(Referring expression pointing data)
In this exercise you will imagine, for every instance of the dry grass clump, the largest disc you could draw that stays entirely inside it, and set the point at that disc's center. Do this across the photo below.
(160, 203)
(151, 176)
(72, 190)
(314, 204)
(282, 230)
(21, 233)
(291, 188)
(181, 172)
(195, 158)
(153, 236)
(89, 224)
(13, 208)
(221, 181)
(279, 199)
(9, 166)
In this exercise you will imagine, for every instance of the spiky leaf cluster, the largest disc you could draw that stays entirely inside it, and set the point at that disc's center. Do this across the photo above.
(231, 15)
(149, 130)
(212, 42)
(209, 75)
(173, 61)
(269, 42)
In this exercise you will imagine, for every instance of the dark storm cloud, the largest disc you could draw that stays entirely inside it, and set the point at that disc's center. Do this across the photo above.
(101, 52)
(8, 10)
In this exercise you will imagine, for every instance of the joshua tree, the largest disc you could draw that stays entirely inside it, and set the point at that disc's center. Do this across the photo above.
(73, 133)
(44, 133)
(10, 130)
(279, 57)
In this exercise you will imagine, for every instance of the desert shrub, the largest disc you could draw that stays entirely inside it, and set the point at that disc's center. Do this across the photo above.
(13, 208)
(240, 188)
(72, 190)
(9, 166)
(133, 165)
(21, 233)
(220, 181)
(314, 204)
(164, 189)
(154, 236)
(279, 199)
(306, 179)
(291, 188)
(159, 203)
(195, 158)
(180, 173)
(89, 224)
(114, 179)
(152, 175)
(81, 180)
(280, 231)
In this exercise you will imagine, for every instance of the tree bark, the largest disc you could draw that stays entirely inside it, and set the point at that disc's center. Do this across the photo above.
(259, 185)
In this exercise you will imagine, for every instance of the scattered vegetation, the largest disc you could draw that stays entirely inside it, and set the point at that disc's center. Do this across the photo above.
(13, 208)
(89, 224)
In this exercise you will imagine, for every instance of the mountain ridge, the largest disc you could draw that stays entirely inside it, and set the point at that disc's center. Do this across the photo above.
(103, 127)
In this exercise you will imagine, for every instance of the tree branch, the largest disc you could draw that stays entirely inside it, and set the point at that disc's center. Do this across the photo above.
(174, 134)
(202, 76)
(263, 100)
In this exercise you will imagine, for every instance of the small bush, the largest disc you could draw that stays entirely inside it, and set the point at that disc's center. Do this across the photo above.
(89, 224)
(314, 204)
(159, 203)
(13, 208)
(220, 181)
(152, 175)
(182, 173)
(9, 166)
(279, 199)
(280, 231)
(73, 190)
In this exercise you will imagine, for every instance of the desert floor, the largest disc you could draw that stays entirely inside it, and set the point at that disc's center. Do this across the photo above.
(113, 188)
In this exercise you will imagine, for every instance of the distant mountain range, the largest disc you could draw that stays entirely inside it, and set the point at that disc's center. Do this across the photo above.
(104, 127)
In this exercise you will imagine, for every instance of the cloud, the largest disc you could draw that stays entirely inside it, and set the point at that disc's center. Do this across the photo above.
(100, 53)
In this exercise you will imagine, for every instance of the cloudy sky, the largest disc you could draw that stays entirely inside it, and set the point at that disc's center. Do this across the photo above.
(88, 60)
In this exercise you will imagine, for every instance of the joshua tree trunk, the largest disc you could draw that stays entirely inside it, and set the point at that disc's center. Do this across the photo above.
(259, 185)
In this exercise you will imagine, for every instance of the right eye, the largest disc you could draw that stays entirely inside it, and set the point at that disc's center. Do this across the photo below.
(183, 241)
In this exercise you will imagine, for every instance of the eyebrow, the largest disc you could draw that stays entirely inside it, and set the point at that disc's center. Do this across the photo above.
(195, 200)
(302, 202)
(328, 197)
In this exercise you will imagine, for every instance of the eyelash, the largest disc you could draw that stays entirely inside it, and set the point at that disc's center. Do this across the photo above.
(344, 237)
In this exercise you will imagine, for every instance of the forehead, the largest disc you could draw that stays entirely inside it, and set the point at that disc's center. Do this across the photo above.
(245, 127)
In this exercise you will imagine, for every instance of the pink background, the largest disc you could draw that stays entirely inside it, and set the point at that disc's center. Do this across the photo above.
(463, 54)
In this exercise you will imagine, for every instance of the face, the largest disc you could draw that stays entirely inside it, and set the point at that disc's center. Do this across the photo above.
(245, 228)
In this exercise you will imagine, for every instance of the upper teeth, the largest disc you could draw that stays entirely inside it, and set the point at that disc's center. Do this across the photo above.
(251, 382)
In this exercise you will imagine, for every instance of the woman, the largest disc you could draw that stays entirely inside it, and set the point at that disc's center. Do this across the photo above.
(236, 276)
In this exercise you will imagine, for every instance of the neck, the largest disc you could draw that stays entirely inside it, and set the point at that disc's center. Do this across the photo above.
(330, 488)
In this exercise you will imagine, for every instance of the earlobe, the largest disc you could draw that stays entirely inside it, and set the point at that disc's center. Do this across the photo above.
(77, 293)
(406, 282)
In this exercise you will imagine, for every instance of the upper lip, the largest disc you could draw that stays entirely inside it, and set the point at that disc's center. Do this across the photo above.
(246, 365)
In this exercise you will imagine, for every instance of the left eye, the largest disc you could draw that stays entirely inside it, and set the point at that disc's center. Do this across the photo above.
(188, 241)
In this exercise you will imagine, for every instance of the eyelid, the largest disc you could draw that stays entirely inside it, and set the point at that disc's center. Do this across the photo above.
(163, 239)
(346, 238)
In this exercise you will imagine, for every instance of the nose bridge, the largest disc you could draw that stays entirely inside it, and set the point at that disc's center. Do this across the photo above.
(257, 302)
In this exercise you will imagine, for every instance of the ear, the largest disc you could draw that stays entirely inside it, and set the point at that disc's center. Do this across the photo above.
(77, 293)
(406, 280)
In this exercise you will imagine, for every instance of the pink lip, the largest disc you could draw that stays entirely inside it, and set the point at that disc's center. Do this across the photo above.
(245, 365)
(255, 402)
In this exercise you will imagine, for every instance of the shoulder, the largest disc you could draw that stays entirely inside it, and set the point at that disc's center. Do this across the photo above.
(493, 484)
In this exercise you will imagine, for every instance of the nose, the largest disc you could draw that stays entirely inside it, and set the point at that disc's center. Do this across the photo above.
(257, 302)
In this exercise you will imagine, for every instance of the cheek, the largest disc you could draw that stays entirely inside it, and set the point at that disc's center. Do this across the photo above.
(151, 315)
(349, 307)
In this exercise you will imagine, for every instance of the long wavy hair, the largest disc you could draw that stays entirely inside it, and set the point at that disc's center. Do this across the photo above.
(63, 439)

### Exercise description
The full set of records, transcribed exactly, is the answer.

### Solution for this exercise
In this exercise you will imagine, for every instance of the dry grass clump, the largest disc you could draw that stays entirely inside it, and set the point at that disc's center. Do this across the photo below.
(160, 203)
(151, 176)
(72, 190)
(314, 204)
(282, 230)
(21, 233)
(291, 188)
(181, 172)
(195, 158)
(153, 236)
(89, 224)
(13, 208)
(221, 181)
(279, 199)
(9, 166)
In this exercise you will imagine, for every instance of the spiky leaf cluster, the largest disc you could draw that stays entirely inside it, and set the point at that disc's center. Do this across the photo above.
(231, 15)
(149, 130)
(212, 42)
(209, 75)
(173, 61)
(269, 42)
In this exercise you will imagine, for every instance of the dark storm cloud, the largest disc you could draw that stays entirely inside it, and set the point at that disc's center. Do this across the photo above.
(101, 52)
(8, 10)
In this exercise you will imagine, for every instance of the joshua tree, the largest disc you could draw that stays entirely inside it, and set the point at that disc's center. Do this across the photo above.
(73, 133)
(44, 133)
(10, 130)
(279, 57)
In this exercise you will imagine, for every instance of the desert shrub, the largest disc you could draw that stays entirely inside it, and set the point at that disc's center. Do this across the photo above.
(13, 208)
(240, 188)
(72, 190)
(9, 166)
(133, 165)
(21, 233)
(220, 181)
(314, 204)
(164, 189)
(154, 236)
(279, 199)
(306, 179)
(291, 188)
(159, 203)
(195, 158)
(180, 173)
(89, 224)
(114, 179)
(152, 175)
(81, 180)
(280, 231)
In this exercise you will imagine, for every instance of the tree bark, the largest disc you could draw that stays entirely inside it, and set the point at that disc's center. Do this across the photo above.
(259, 185)
In this exercise you will imagine, for every instance of the scattered vegetation, the largest disc you could draw that stays entirely inside it, and set the point at that disc's center. Do this across the photo above.
(13, 208)
(89, 224)
In this exercise you will imagine, for every instance of the mountain ridge, the largest disc you could draw that stays entirely inside it, and set the point at that disc's center. Do this across the photo above.
(103, 127)
In this exercise you will imagine, for every instance of the tree branch, the largest disc you could draw that stays entirely inside it, and set the point at that disc's center. Do this across the photo above.
(174, 134)
(202, 76)
(263, 100)
In this exercise you will imagine, for every instance of the small bush, the largest disc you could draw that stays entirely inside it, and set the point at that disc's center. Do this across the photo above.
(89, 224)
(314, 204)
(159, 203)
(13, 208)
(220, 181)
(152, 175)
(182, 173)
(9, 166)
(279, 199)
(280, 231)
(73, 190)
In this exercise you will imagine, for every instance of the desert floor, the largest disc you could draw that stays entirely inside it, and set the point at that disc's center. Do this across the photo above.
(113, 188)
In this exercise you will imagine, for every instance of the distant mountain range, the largest disc you could draw that stays entirely inside it, and set the point at that disc's center. Do this across the photo above.
(104, 127)
In this exercise you will imagine, for every instance of the cloud, the largest disc you could draw that stays entirely inside it, and set the point at that disc's center. Do this across the photo above.
(100, 53)
In this exercise you will imagine, for every instance of the cloudy sky, the largest disc you could draw that stays entirely inside it, and set the point at that disc's center. Do this across the photo above.
(88, 60)
In this exercise you will imagine, for every instance of the joshua tree trunk, the largest disc you could draw that stays entirely inside it, and set the point at that disc's center. Do this across the photo above.
(259, 185)
In this exercise you will imagine, for every instance of the right eye, the largest disc you could draw that stays entirely inside it, and set the point at that disc's center. Do this across the photo below.
(183, 241)
In this exercise you will imagine, for every instance of the eyebrow, the largest disc you could draw that stays entirely inside it, and set the point at that disc's center. Do this across the photo above.
(195, 200)
(302, 202)
(328, 197)
In this exercise you will imagine, for every instance of the eyelash, the largest disc you could draw that stays entirely inside it, and set the point at that disc's center. Do this across the photo above.
(344, 237)
In this exercise you will imagine, for every instance of the forehead, the largest disc you could draw that stays entirely inside it, and set the point at that disc's center. Do this across the photo above.
(245, 127)
In this exercise you will imagine, for every instance of the pink background, the largest disc you could draw that stays entirely inside it, and set the point at that disc's center. Do this across the photo above.
(463, 54)
In this exercise you will imagine, for every instance of the face, the largest disc you could draw that stays entirely inside it, and set the point at that disc's center. Do this across the photo above.
(245, 228)
In this exercise you will imagine, for every instance of the upper teeth, the largest disc you could draw that stays entirely inside it, and set the point at that disc's center. Do this across the photo above.
(251, 382)
In this exercise you will imagine, for every instance of the woman, the largest disc you could draw that stays entirely inside it, and set the point at that disc's center. Do this across the photo above.
(236, 276)
In this exercise you will imagine, for every instance of the neck, the largest disc you could draw that stays entirely inside it, and set the point at that disc's center. Do this across the photo above.
(330, 488)
In this exercise you will imagine, for every instance of the earlobe, the largest disc you could draw that stays entirely inside it, and set the point at that disc's center. Do this across the photo above.
(77, 293)
(406, 282)
In this exercise you will imagine, for every instance of the upper lip, the largest disc you could draw that stays entirely inside it, and set the point at that disc's center. Do this across the photo above.
(246, 365)
In this exercise you will imagine, for every instance of the left eye, the largest disc you could draw that stays entirely inside it, and set the point at that disc's center. Do this across the photo above.
(188, 241)
In this exercise you will imagine, for every instance of the eyelid, the largest disc you could draw that stays entirely inside it, and set the point at that disc's center. Do this across the photo above.
(163, 239)
(346, 238)
In this exercise you will imagine, for every instance of the nose bridge, the largest disc you could draw that stays entirely inside it, and set the point at that disc's center. Do this across the photo above.
(257, 302)
In this exercise you will imagine, for every instance of the ear, the largest disc you could draw that stays entirely inside it, and set the point at that disc's center. Do this across the photo above.
(77, 293)
(406, 280)
In this exercise you will imagine, for every instance of the pink lip, the largest disc you could draw that stays entirely inside it, and set the point at that disc's center. Do this across the photo above.
(245, 365)
(255, 402)
In this exercise you will imagine, for every instance of the shoulder, the largest disc you could draw that stays entirely inside it, and set the point at that disc's center. Do this across the photo above.
(493, 484)
In this exercise you will imagine, for every instance of the nose, the largest disc you could draw that stays entirely inside it, and set the point at that disc's center. Do this across the photo above.
(257, 302)
In this exercise you will imagine, for every instance of the cheek, the largest disc you could draw that stays entirely inside it, and set the point at that disc's center. Do this across the photo above.
(151, 315)
(349, 307)
In this exercise you will imagine, for every instance of the long wavy hair, the largest disc you could draw that stays entirely inside it, and set the point at that disc's center. Do this across the photo above.
(63, 439)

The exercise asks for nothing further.